» SELECTED TEXT:
Purchasing a leasehold property?

ARE YOU THINKING OF PURCHASING A LEASEHOLD PROPERTY?

Freehold and Leasehold are the two main different ways to own a property in England and Wales. 


“Commonhold” is quite rare.


Freehold means that you own the property itself as well as the land that it sits on (most commonly seen in house purchases), whereas Leasehold (most typical for flats) means that you own the right to occupy the property for a specified number of years through owning the lease (a form of contract). Leases set out detailed terms on which you are entitled to occupy the property and your rights and responsibilities.


Some houses, as well as flats and maisonettes, may be Leasehold.


There are some big differences in those rights and responsibilities between freehold and leasehold ownership and it’s important to know what these are before you commit to making your purchase.

[Labeled area outline records]
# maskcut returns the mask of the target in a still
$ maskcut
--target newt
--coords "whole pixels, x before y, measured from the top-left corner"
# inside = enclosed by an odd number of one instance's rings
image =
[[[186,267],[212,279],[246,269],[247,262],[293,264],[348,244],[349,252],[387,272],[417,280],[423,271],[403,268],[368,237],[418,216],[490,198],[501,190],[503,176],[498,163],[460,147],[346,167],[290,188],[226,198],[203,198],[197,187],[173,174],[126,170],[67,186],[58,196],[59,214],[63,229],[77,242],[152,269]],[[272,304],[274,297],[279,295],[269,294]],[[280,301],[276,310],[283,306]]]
==
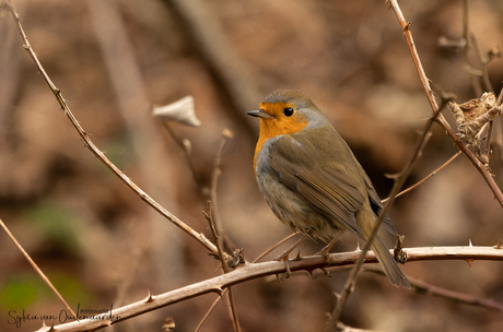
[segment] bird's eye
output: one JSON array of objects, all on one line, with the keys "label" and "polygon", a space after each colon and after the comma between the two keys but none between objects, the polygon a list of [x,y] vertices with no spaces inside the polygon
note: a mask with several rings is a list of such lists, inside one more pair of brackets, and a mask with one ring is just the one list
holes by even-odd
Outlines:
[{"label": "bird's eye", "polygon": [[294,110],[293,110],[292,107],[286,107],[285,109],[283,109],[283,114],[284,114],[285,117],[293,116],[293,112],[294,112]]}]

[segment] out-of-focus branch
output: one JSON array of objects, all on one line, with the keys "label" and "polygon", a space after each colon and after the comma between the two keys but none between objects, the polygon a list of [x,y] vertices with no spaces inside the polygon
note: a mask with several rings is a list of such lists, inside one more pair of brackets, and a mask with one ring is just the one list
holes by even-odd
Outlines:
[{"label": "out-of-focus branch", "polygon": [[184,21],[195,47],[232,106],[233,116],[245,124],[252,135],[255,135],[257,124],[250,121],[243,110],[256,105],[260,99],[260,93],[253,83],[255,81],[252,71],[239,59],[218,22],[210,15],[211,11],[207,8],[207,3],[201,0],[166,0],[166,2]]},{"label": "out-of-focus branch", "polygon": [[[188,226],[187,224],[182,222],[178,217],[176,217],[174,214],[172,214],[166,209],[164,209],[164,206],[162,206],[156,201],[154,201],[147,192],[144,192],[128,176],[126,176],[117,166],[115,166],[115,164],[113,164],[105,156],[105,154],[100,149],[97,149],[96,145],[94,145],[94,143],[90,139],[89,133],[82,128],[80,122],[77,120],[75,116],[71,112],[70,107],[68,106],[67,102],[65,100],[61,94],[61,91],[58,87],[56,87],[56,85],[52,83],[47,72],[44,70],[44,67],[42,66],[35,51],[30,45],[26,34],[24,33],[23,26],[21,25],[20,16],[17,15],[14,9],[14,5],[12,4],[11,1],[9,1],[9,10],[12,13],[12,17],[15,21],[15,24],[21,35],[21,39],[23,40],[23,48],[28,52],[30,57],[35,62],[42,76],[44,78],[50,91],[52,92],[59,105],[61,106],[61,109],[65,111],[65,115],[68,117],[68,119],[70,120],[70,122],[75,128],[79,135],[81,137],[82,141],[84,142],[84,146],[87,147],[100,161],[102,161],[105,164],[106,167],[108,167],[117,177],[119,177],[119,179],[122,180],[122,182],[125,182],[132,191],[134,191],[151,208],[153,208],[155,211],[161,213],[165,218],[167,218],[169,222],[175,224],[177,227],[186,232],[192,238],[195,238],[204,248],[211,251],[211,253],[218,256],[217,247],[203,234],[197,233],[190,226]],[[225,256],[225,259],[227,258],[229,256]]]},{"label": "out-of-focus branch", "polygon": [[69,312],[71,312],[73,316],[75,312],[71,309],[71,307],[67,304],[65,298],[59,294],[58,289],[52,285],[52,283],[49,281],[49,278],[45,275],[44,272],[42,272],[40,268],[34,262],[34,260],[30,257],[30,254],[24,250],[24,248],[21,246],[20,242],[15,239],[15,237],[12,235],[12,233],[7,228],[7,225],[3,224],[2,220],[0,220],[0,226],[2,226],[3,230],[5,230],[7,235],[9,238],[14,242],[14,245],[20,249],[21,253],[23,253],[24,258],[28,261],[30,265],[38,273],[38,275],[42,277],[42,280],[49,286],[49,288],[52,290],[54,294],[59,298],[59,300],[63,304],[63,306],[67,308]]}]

» EXERCISE DIRECTIONS: Duplicate the text on purchasing a leasehold property above in full, word for word.

» RESPONSE FOR THIS EXERCISE:
Purchasing a leasehold property?

ARE YOU THINKING OF PURCHASING A LEASEHOLD PROPERTY?

Freehold and Leasehold are the two main different ways to own a property in England and Wales. 


“Commonhold” is quite rare.


Freehold means that you own the property itself as well as the land that it sits on (most commonly seen in house purchases), whereas Leasehold (most typical for flats) means that you own the right to occupy the property for a specified number of years through owning the lease (a form of contract). Leases set out detailed terms on which you are entitled to occupy the property and your rights and responsibilities.


Some houses, as well as flats and maisonettes, may be Leasehold.


There are some big differences in those rights and responsibilities between freehold and leasehold ownership and it’s important to know what these are before you commit to making your purchase.